EXERCISE INPUTS:

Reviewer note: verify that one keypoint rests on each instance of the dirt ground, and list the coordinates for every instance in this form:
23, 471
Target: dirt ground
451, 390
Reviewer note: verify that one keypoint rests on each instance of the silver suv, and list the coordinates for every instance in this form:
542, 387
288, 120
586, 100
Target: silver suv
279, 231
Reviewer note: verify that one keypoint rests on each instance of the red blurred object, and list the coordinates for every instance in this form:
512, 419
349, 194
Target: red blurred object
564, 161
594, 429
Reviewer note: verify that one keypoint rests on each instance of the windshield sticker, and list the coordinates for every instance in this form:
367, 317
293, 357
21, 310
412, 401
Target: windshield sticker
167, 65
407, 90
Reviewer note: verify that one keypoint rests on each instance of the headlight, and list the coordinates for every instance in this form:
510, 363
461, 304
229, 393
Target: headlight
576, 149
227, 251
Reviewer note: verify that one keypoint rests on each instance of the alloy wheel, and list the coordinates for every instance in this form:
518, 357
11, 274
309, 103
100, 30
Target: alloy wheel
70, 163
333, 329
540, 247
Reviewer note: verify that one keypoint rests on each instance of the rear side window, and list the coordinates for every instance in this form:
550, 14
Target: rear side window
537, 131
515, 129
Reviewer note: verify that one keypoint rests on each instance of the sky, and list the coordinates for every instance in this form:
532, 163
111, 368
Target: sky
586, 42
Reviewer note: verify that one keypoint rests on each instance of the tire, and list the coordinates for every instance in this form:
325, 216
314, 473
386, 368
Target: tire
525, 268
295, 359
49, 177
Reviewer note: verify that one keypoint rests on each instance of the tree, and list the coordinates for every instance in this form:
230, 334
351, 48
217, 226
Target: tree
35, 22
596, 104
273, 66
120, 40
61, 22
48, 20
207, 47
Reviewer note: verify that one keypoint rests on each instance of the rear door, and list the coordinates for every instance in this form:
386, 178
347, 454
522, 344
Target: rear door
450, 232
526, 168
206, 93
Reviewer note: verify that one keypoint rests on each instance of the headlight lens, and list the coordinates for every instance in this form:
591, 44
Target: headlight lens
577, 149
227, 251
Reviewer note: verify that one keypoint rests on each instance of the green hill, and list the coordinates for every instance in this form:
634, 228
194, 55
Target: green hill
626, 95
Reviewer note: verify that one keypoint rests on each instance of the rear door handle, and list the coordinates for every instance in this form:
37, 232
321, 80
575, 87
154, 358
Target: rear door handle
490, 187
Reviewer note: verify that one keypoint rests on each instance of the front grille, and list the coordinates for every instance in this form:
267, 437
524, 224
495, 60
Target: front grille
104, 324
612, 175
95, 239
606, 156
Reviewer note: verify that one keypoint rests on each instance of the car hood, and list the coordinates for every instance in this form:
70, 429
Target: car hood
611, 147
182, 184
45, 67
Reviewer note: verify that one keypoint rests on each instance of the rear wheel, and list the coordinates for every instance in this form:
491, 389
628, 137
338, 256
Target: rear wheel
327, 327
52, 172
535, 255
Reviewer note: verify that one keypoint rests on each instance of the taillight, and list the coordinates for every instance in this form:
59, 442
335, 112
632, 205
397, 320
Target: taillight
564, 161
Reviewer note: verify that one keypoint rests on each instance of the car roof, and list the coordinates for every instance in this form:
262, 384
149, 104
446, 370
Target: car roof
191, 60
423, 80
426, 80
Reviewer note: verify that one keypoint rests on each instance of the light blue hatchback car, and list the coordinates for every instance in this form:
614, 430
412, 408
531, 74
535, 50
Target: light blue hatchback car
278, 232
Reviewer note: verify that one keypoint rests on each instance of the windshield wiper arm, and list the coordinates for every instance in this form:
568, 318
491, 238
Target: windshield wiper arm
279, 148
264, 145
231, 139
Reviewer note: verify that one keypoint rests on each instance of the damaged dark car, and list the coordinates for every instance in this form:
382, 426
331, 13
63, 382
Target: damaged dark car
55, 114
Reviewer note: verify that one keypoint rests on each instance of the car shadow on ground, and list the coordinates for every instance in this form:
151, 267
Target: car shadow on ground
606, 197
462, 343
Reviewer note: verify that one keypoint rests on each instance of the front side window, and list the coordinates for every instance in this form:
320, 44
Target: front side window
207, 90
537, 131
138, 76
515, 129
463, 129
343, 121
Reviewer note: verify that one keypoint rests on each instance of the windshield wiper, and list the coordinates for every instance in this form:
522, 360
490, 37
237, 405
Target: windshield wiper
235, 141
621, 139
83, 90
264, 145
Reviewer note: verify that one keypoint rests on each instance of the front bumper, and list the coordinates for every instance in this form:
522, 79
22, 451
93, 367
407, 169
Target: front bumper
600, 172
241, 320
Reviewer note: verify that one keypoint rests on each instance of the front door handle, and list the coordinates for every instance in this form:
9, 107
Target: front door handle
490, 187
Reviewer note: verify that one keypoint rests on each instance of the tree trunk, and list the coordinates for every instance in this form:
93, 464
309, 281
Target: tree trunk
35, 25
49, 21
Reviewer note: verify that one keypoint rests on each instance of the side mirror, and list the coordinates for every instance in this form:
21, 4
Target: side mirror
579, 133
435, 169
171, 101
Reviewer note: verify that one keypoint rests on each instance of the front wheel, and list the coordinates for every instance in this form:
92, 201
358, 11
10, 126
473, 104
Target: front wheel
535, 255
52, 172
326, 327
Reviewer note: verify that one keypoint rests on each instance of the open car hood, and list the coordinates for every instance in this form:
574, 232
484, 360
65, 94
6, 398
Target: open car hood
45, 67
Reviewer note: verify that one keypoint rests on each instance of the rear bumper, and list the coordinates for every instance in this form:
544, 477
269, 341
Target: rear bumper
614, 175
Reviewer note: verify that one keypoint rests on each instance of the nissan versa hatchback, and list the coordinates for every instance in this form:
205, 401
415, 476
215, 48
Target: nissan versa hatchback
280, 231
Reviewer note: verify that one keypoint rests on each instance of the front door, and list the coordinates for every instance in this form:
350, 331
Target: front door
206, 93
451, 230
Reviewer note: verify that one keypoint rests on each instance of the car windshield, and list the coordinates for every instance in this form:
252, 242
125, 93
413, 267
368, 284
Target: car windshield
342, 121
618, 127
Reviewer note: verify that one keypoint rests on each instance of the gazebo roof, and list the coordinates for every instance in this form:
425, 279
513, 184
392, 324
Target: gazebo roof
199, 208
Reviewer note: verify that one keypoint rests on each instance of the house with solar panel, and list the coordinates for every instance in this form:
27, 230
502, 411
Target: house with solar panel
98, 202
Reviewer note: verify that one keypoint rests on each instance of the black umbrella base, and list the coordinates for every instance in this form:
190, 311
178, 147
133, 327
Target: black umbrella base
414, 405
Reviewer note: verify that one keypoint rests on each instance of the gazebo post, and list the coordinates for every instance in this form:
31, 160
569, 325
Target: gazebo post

TASK BRIEF: The records above must be transcribed without a single omission.

SOLUTION FOR THIS TASK:
Reviewer note: verify that one keypoint rests on each instance of the dirt ground, and list the coordinates for every instance in this form:
23, 471
Target: dirt ground
451, 390
Reviewer note: verify that one keypoint rests on each instance of the silver suv, and list the coordinates for every instance in this form:
542, 387
288, 120
586, 100
Target: silver suv
279, 231
Reviewer note: verify that one keypoint rests on each instance of the red blurred object, and list the coordinates for every instance in this form:
512, 419
349, 194
Target: red blurred object
564, 161
594, 429
Reviewer note: verify that one keypoint rests on each instance of the windshield sticker, and list the coordinates for every instance in this form:
367, 317
293, 357
21, 310
412, 401
Target: windshield sticker
167, 65
407, 90
Reviewer note: verify that one keypoint rests on each instance of the headlight, and list the coordinates for every instance in this form:
510, 363
461, 304
229, 393
Target: headlight
576, 149
227, 251
Reviewer note: verify that one keypoint rests on each instance of the alloy wheel, and list the coordinates for every instance in this form:
518, 357
11, 274
309, 103
100, 30
Target: alloy wheel
70, 163
333, 329
540, 247
Reviewer note: verify that one keypoint rests on each instance of the rear side window, and list the coordinates for every instance in this form:
550, 14
Target: rear side window
537, 131
515, 129
Reviewer note: verify that one keypoint rests on each instance of the sky, and list the coordinates for every instance in this form:
532, 163
111, 368
Target: sky
586, 42
Reviewer note: verify that one keypoint rests on each instance of the tire, and list the coordinates for every instance in this form:
325, 216
314, 473
386, 368
Target: tire
525, 268
295, 359
49, 177
Reviewer note: verify that one keypoint rests on each instance of the tree, and list the coordinates for every instance in this form:
230, 334
351, 48
217, 226
Target: tree
35, 22
596, 104
273, 66
120, 40
61, 22
48, 20
207, 47
Reviewer note: verify that one keypoint rests on each instance of the rear door, and list the coordinates for every instance in this form:
386, 178
347, 454
522, 344
Target: rear door
450, 232
526, 168
206, 93
Reviewer note: verify that one keypoint rests on each instance of the headlight lens, and list the coordinates for every instance in this form:
591, 44
Target: headlight lens
577, 149
227, 251
Reviewer note: verify that one keypoint rests on each instance of the green hill, and list the coordinates for every instance in this form:
634, 228
194, 55
Target: green hill
626, 95
Reviewer note: verify that one keypoint rests on each instance of the rear door handle, and list the coordinates for every instance in this form:
37, 232
321, 80
575, 87
154, 358
Target: rear door handle
490, 187
Reviewer note: verify that one keypoint rests on each instance of the front grille, and list the coordinates for every instance in this form:
267, 437
524, 224
495, 60
Target: front grille
104, 324
612, 175
95, 239
606, 156
Reviewer note: verify that one keypoint rests on each instance of the car hood, and list the coordinates for every instance in this form:
70, 429
Target: car hood
611, 147
182, 184
45, 67
Reviewer note: verify that one keypoint rests on each instance of the rear wheel, and list the coordinates for every instance in this form:
491, 389
628, 137
338, 256
Target: rear wheel
327, 327
52, 172
535, 255
Reviewer note: verify that one keypoint rests on each instance of the taillight, and list the coordinates for every instance in this form:
59, 442
335, 112
632, 205
397, 320
Target: taillight
564, 161
Reviewer note: verify that one keypoint rests on each instance of the car roof, and list the coordinates for every instance in this form:
262, 384
149, 104
446, 370
Target: car roof
191, 60
423, 80
426, 80
Reviewer note: verify that one keypoint rests on each instance of the light blue hatchback car, and list the coordinates for every instance in this form:
614, 430
412, 408
531, 74
535, 50
Target: light blue hatchback car
278, 232
Reviewer note: verify that one keypoint rests on each instance of the windshield wiper arm, and list the coordinates for every instance in this form:
568, 318
491, 238
Target: windshield wiper arm
279, 148
264, 145
231, 139
Reviewer note: verify that one keypoint rests on each instance of the damaged dark car, and list the coordinates for every instance in this form:
382, 426
331, 13
63, 382
Target: damaged dark car
55, 114
Reviewer note: verify that one keypoint rests on each instance of the car shadow on ground, and list the coordinates for every instance in this form:
151, 267
Target: car shadow on ground
606, 197
462, 343
Reviewer note: verify that one keypoint rests on each instance of the front side window, and list the coordinates for every instance in this form:
320, 44
Target: front side window
207, 90
537, 131
138, 76
515, 129
463, 129
343, 121
Reviewer note: verify that one keypoint rests on each instance of the windshield wiper, and list the coordinates for every instance in this form:
522, 360
490, 37
237, 405
Target: windshield wiper
235, 141
621, 139
83, 90
264, 145
Reviewer note: verify that one keypoint rests on each instance of the front bumper, and list the coordinates for every instance in this form:
522, 79
22, 451
93, 367
407, 169
Target: front bumper
600, 172
241, 320
Reviewer note: verify that one keypoint rests on each instance of the front door handle, and list the coordinates for every instance in this form:
9, 107
Target: front door handle
490, 187
Reviewer note: verify that one keypoint rests on each instance of the tree trunk, and list the coordinates for every instance in this form:
93, 464
309, 281
Target: tree trunk
35, 25
49, 21
Reviewer note: verify that one keypoint rests on each instance of the side mirror, and list the coordinates for every instance in this form:
21, 4
Target: side mirror
579, 133
435, 169
171, 101
Reviewer note: verify that one keypoint rests on each instance of the front wheel, and list the coordinates for every instance in this form:
92, 201
358, 11
10, 126
473, 104
Target: front wheel
535, 255
52, 172
326, 327
Reviewer note: verify that one keypoint rests on each instance of the open car hood, and list the coordinates for every instance in this form:
574, 232
484, 360
65, 94
6, 398
Target: open car hood
45, 67
Reviewer note: verify that one keypoint rests on each instance of the rear bumper, and list the coordinates for every instance in this form:
544, 477
269, 341
Target: rear bumper
614, 175
Reviewer note: verify that one keypoint rests on each instance of the nissan versa hatchback, and list the coordinates for every instance in this form:
205, 401
415, 476
215, 48
Target: nissan versa hatchback
280, 231
Reviewer note: verify that one keypoint rests on each instance of the front door, and list the coordinates for every instance in this form:
350, 331
Target: front door
206, 93
451, 230
Reviewer note: verify that one keypoint rests on each instance of the car windshield, and list the coordinates for every instance in this form:
252, 242
125, 93
413, 267
368, 284
Target: car windshield
342, 121
618, 127
Reviewer note: verify that one keypoint rests on each instance of the gazebo roof, and list the coordinates for every instance in this form:
425, 279
513, 184
392, 324
Target: gazebo roof
199, 208
Reviewer note: verify that one keypoint rests on each instance of the house with solar panel, and list the coordinates for every instance in this form:
27, 230
502, 411
Target: house with solar panel
98, 202
Reviewer note: verify that one keypoint rests on each instance of the black umbrella base, and list the coordinates for every instance in this form:
190, 311
178, 147
133, 327
Target: black umbrella base
414, 405
Reviewer note: verify that one keypoint rests on each instance of the gazebo post, and list the coordinates for every instance in this form:
31, 160
569, 325
Target: gazebo post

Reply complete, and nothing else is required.